[Records]
-.-.-

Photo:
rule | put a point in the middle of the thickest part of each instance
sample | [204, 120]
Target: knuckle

-.-.-

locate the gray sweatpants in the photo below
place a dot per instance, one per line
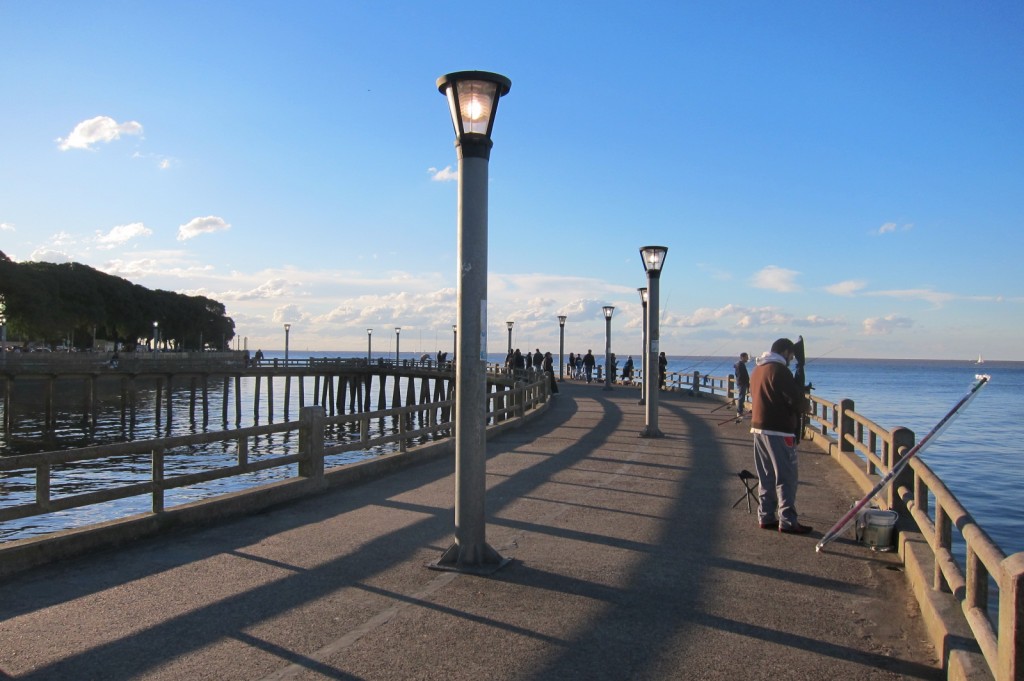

-.-.-

[Work instruction] Using the data above, extract exactly the lines from the one that holds "locate the gray sweatpants in the photo below" to the one that holds "place a dot per instance, one per line", both ends included, and no others.

[Expected output]
locate the gray sweatpants in the photo below
place a dot per instance, one per line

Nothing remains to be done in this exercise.